Copy the material below word for word, starting at the line that contains "Reviewer note: make sure each instance of the fence post" and ending at the line that contains "[(107, 15), (10, 11), (27, 48), (49, 47)]", with both of those lines included.

++++

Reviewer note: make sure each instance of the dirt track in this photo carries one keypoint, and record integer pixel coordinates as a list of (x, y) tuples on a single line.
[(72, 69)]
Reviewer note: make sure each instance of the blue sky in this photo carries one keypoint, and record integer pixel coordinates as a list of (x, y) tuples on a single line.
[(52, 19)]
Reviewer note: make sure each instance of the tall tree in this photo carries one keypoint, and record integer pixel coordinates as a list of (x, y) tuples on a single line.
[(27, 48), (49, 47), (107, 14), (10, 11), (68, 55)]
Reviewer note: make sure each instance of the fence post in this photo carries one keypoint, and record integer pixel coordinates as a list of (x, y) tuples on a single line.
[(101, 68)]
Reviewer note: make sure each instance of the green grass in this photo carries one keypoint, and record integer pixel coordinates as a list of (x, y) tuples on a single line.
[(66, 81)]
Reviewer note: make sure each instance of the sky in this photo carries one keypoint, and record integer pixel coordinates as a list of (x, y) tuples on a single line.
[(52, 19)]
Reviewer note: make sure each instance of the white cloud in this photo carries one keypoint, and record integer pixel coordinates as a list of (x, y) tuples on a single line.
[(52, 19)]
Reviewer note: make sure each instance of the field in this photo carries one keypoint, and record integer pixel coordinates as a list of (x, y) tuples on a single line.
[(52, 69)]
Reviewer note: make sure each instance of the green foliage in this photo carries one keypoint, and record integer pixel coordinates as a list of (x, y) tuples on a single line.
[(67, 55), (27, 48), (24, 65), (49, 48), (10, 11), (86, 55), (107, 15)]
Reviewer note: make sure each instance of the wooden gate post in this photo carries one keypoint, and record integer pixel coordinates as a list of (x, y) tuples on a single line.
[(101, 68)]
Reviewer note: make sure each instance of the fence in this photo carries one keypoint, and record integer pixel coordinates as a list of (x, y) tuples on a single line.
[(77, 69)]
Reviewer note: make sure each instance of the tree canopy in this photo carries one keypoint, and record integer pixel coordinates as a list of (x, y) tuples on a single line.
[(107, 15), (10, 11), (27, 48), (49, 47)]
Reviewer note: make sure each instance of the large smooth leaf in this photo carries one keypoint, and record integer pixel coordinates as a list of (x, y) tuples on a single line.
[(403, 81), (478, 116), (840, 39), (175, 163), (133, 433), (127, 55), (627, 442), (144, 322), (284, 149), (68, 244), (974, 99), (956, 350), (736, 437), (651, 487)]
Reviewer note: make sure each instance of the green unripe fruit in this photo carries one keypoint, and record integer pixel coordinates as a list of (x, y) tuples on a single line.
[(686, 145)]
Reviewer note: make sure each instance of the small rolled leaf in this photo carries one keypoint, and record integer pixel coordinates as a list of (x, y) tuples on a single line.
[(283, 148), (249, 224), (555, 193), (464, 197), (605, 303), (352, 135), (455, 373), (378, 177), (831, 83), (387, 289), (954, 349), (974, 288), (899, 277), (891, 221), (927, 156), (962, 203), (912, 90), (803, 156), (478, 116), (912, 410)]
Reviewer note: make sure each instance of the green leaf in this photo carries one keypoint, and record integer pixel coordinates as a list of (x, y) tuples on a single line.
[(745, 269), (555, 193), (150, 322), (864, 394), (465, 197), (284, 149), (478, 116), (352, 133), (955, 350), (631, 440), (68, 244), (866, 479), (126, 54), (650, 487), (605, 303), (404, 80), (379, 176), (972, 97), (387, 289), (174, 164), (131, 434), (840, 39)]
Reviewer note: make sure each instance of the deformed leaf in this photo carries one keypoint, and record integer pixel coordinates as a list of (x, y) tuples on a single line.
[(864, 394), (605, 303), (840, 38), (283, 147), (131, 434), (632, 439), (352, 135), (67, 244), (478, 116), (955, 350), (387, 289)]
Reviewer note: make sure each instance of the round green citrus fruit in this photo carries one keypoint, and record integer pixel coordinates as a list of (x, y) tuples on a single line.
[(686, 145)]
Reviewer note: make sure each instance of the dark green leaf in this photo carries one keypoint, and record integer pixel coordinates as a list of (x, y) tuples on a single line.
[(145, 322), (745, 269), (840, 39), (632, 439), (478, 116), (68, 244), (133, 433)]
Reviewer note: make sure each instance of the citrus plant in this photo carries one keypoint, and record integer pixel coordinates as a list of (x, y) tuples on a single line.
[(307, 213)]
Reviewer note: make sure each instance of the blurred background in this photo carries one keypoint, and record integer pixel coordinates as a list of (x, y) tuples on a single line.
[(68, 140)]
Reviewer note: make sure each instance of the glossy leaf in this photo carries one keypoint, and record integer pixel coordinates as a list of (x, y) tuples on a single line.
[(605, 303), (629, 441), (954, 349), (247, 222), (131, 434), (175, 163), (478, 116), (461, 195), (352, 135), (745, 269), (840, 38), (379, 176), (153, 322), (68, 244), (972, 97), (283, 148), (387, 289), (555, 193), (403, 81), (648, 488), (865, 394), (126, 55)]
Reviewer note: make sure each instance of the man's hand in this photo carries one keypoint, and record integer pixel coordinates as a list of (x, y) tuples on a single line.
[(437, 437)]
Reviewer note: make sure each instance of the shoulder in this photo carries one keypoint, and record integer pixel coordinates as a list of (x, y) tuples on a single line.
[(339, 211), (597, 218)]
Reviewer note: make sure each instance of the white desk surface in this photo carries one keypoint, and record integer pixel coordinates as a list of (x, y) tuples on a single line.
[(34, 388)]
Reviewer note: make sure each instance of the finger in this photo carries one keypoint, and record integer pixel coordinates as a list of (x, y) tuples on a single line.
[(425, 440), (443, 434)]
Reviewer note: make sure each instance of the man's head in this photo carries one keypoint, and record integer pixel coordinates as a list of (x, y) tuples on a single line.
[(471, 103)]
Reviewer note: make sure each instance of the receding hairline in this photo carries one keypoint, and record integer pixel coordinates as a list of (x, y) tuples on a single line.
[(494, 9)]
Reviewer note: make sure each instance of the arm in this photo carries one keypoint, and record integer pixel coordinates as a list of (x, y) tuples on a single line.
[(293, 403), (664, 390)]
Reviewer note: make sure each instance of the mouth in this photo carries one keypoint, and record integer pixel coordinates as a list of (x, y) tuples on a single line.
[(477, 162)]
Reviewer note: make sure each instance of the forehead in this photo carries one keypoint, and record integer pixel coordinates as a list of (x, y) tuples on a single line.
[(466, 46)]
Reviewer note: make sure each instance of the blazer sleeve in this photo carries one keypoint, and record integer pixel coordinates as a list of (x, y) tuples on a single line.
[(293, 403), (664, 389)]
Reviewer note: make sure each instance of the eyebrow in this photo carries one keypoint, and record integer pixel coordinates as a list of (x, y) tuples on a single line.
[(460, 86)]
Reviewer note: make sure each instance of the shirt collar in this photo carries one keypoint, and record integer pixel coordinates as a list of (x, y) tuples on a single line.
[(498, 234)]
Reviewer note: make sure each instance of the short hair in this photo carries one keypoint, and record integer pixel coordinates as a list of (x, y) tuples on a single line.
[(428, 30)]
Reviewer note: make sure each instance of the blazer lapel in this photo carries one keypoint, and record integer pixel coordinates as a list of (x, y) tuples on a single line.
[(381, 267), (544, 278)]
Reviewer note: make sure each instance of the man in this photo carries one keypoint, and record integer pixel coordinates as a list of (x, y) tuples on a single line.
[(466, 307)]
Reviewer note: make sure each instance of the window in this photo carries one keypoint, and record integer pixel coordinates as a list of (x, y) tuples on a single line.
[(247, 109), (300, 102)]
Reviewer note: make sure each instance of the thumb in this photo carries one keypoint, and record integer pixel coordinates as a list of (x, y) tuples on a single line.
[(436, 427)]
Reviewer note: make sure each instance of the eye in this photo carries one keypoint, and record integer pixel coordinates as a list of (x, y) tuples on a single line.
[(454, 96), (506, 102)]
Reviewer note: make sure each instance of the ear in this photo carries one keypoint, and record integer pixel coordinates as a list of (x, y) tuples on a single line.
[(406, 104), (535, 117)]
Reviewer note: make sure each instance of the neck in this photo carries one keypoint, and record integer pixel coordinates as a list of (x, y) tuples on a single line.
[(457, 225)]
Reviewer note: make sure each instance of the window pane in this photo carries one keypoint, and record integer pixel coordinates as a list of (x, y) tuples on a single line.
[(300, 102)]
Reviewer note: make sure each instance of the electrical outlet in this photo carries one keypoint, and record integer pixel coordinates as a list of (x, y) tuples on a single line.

++++

Exercise response
Reviewer note: make sure each instance of the fence post in this photo carries one keypoint, and record integer pixel coordinates as a list of (x, y) tuples on a single line.
[(101, 68)]
Reviewer note: make sure each instance of the green grass in this photo carries one keypoint, and record integer pixel coordinates as a list of (x, y) tuples on a single line.
[(66, 81)]
Reviewer note: make sure each instance of the sky in this photo carries one keypoint, and record integer pixel coordinates as a list of (x, y) tuples on a single line.
[(52, 19)]
Reviewer note: make sure each instance of the white cloud in this photo carries one keypoint, and record integer pixel coordinates as a list of (x, y) tuples on a single line.
[(52, 19)]
Reviewer note: make sure each instance of the field in this photo carries one keypoint, and record integer pixel coordinates as a list of (x, y) tuples on a single line.
[(52, 69)]
Reviewer note: make sure each instance of the green foliage in this photo carries one keypoint, and record integer pixel coordinates as a list of (x, y) tuples on a single line.
[(67, 55), (27, 48), (24, 65), (49, 48), (10, 11), (86, 55), (107, 15)]
Reviewer note: make sure each instance of the wooden gate post in this photo carries one keypoint, and record integer pixel coordinates as a list of (x, y) tuples on a single line.
[(101, 68)]
Reviewer note: make sure each instance of the fence in this photo carries one keypoint, and record integer pixel coordinates as a list of (x, y) tuples on a single line.
[(77, 69)]
Reviewer note: make sure each instance of the tree canopy in this photo carries one keypoint, and record integer pixel coordinates as a list of (x, y) tuples on a single line.
[(107, 15), (10, 11), (27, 48), (49, 47)]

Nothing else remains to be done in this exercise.